[Some records]
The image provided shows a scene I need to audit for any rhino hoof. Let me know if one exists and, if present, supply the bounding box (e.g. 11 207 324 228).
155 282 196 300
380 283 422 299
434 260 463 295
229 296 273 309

Your goal —
List every line of the data above that contains the word "know", matching case exactly.

Completed task —
The image provided shows a scene I need to audit for any rhino hoof. Let me know if one exists and, if present, supply the bounding box (e.g. 11 207 324 228).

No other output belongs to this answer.